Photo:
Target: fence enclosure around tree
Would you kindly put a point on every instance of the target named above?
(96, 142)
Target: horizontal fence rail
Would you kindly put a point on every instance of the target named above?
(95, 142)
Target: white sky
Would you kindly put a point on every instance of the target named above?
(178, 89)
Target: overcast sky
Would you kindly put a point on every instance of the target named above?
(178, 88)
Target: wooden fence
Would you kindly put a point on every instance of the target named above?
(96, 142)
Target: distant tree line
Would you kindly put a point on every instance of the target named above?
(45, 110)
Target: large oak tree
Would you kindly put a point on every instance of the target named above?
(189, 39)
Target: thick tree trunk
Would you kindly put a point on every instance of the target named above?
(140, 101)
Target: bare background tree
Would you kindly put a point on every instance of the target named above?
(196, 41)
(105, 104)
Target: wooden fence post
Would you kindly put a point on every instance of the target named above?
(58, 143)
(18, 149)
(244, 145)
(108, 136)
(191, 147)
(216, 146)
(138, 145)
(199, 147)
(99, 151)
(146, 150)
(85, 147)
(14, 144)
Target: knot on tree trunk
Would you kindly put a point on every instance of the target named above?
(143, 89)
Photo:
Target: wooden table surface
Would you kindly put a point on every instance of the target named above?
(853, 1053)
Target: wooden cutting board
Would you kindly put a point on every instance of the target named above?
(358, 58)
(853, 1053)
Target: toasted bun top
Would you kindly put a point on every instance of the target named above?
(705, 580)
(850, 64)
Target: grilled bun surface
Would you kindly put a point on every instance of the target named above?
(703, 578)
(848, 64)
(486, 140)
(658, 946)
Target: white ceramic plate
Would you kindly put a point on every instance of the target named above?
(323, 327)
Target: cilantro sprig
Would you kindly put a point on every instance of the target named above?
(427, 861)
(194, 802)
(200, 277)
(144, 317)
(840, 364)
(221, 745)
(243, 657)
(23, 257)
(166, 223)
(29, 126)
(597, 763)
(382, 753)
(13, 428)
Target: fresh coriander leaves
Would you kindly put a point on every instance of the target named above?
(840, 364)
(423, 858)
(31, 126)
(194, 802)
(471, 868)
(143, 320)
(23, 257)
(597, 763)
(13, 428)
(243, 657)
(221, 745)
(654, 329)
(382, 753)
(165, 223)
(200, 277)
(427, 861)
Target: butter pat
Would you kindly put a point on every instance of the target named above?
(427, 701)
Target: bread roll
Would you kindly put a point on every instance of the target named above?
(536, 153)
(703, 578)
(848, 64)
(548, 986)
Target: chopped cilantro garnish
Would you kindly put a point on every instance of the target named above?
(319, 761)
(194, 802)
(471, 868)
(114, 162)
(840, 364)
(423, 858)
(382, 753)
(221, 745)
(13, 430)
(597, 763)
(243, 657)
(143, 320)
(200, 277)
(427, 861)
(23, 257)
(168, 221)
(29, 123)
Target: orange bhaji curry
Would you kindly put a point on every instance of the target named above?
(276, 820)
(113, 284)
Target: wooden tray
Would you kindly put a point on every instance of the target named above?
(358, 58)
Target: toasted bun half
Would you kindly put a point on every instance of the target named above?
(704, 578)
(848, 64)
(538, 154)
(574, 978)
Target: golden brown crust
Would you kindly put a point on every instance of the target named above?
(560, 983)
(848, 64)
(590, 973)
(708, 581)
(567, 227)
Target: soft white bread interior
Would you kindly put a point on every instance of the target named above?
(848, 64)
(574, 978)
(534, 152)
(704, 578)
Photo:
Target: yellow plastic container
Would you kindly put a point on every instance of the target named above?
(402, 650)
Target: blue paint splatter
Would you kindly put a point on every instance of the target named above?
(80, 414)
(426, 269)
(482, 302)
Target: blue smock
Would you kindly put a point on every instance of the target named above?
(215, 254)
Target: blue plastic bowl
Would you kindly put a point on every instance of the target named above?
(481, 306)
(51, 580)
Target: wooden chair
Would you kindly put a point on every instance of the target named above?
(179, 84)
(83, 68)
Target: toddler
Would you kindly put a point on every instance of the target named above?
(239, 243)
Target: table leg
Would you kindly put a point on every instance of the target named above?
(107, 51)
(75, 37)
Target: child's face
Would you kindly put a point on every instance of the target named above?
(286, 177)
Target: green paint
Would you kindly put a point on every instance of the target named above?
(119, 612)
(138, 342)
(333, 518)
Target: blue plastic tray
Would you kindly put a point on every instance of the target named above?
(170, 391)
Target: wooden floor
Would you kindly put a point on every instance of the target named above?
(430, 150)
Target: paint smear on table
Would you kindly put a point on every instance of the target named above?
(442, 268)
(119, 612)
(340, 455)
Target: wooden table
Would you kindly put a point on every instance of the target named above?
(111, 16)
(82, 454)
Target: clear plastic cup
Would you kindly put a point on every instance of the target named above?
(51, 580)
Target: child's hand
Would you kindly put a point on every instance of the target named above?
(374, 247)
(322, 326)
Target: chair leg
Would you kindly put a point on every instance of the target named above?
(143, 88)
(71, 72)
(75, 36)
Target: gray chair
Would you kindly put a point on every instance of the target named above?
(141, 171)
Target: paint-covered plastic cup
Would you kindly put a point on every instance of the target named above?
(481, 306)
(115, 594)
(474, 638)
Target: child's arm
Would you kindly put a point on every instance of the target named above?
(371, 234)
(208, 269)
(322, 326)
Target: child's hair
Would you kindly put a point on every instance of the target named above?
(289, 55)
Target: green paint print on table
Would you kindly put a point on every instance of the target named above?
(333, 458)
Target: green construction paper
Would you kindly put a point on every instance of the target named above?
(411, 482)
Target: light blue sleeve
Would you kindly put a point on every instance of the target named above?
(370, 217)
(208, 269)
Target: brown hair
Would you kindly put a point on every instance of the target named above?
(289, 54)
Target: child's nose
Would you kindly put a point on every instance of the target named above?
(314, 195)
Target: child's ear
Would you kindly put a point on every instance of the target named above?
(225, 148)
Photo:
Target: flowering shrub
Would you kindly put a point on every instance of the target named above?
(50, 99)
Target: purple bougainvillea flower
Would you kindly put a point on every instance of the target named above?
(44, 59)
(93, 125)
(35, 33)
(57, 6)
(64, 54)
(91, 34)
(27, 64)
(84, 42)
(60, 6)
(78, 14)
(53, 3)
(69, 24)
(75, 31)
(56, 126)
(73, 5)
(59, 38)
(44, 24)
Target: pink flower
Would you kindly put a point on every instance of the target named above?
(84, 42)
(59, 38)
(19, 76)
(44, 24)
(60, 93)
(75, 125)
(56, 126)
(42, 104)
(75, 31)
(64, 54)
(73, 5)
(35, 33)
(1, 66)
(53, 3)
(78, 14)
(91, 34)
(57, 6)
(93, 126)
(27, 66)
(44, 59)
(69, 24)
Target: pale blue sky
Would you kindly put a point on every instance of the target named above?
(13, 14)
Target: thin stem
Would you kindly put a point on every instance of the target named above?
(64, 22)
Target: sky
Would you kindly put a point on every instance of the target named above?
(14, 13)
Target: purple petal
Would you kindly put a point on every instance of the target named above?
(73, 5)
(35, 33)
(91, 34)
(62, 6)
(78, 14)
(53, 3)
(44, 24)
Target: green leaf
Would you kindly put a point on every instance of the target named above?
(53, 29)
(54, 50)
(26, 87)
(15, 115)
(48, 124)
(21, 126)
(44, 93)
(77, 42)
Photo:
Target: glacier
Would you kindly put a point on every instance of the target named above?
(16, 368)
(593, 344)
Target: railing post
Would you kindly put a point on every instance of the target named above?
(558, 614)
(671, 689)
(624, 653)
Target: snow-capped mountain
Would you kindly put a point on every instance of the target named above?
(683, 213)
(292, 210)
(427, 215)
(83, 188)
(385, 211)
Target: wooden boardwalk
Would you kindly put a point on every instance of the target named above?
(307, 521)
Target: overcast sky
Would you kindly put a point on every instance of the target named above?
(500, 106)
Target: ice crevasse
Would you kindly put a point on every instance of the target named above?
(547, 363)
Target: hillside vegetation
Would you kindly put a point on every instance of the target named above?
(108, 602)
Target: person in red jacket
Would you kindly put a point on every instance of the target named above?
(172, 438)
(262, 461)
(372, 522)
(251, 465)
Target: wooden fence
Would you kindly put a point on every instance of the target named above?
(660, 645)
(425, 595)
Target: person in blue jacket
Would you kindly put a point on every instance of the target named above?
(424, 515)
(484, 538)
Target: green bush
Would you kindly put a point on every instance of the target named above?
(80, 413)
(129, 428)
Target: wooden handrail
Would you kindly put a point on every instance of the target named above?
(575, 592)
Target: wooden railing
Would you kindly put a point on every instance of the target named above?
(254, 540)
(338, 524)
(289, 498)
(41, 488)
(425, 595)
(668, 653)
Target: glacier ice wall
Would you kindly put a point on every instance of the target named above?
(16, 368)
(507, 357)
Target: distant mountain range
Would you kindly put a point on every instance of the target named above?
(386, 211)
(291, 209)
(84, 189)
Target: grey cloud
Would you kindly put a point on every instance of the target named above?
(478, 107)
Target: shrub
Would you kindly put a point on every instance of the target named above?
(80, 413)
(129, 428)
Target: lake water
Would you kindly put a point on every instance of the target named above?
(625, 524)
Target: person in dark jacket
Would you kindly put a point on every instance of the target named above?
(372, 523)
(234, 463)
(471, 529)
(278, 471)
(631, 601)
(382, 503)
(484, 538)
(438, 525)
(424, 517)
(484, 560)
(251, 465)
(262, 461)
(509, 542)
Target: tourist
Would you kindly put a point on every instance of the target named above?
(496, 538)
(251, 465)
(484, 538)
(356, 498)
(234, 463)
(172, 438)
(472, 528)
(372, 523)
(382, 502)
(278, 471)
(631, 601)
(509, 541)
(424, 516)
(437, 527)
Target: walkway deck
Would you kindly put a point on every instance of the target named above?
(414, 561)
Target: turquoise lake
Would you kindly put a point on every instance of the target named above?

****

§ Task directions:
Rescale the coordinates in the answers by a factor of 1.55, rounding each to the nearest whole number with halves rounded up. Write out every line, requests included, beginning at the line that has "Target: tourist" and stopping at the end of the data.

§ Written reply:
Target: tourist
Would you kindly put a point on every instance of the target named above?
(769, 834)
(389, 721)
(750, 834)
(552, 772)
(363, 718)
(267, 679)
(732, 818)
(577, 811)
(592, 778)
(431, 730)
(978, 932)
(789, 839)
(657, 800)
(677, 817)
Target: walkway deck
Would you kindly put a point on every instance of the target named above?
(642, 870)
Target: turquoise lake
Would you kindly put a point on every instance of the target named above?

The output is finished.